**Texto para revisão**:
☆ ☆ ☆ ☆ ☆ ☆ ☆
Edifício emparedado com tijolos

De acordo com Bernardo Valares, um dos voluntários do Seara — Centro de Apoio Mútuo de Santa Bárbara, citado pela Lusa, uma equipa começou “a emparedar o edifício com tijolos”. Questionado sobre as três pessoas que tinham permissão para pernoitar no edifício, na sequência de um entendimento alcançado com os proprietários, o voluntário explicou que essas pessoas apenas poderiam dormir no interior do prédio sob supervisão “de oito seguranças” e que optaram por não o fazer porque “sentiram-se intimidadas”.

A agência Lusa contactou o Comando Metropolitano de Lisboa da PSP para confirmar o emparedamento do edifício, informação que a polícia não conseguiu confirmar, remetendo quaisquer esclarecimentos para um comunicado que será, entretanto, divulgado.

PSP identificou várias pessoas no local

Horas antes, várias pessoas ficaram feridas, incluindo três agentes da PSP, segundo contou Bernardo Alvares à Lusa, explicando que algumas pessoas “que pertenciam ao coletivo que estava a gerir o espaço” tentaram entrar no edifício, mas que o fizeram “de forma pacífica”.

O voluntário acrescentou que viu duas pessoas ficarem feridas por causa de “uma investida” da polícia quando estavam a tentar entrar no edifício. Nesta ação foi usado gás pimenta. Essas duas pessoas, segundo Bernardo Alvares, “seguiram numa ambulância” para uma unidade de saúde. As pessoas começaram, entretanto, a sair do centro de apoio a carenciados e “a ser identificadas” pela PSP, acrescentou o voluntário.

Contactada pela Lusa, o porta-voz do Comando Metropolitano de Lisboa da PSP, comissário Artur Serafim, referiu que três agentes ficaram feridos, assim como, pelo menos, duas pessoas, mas foram todos “assistidos no local”.
☆ ☆ ☆ ☆ ☆ ☆ ☆
**Os dados**:

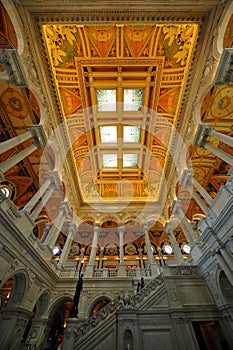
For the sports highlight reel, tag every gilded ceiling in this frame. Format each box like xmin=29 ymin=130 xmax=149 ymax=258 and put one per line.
xmin=43 ymin=23 xmax=198 ymax=201
xmin=0 ymin=1 xmax=233 ymax=230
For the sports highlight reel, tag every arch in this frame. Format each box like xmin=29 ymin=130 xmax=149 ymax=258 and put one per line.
xmin=193 ymin=3 xmax=233 ymax=124
xmin=88 ymin=294 xmax=112 ymax=317
xmin=99 ymin=214 xmax=119 ymax=226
☆ ☆ ☆ ☆ ☆ ☆ ☆
**O que fazer**:
No texto sobre o emparedamento do edifício, reescreva o trecho que começa em "PSP identificou várias" e termina em "acrescentou o voluntário.", trocando "voluntário" por "colaborador".

**Área de resposta**:
PSP identificou várias pessoas no local

Horas antes, várias pessoas ficaram feridas, incluindo três agentes da PSP, segundo contou Bernardo Alvares à Lusa, explicando que algumas pessoas “que pertenciam ao coletivo que estava a gerir o espaço” tentaram entrar no edifício, mas que o fizeram “de forma pacífica”.

O colaborador acrescentou que viu duas pessoas ficarem feridas por causa de “uma investida” da polícia quando estavam a tentar entrar no edifício. Nesta ação foi usado gás pimenta. Essas duas pessoas, segundo Bernardo Alvares, “seguiram numa ambulância” para uma unidade de saúde. As pessoas começaram, entretanto, a sair do centro de apoio a carenciados e “a ser identificadas” pela PSP, acrescentou o colaborador.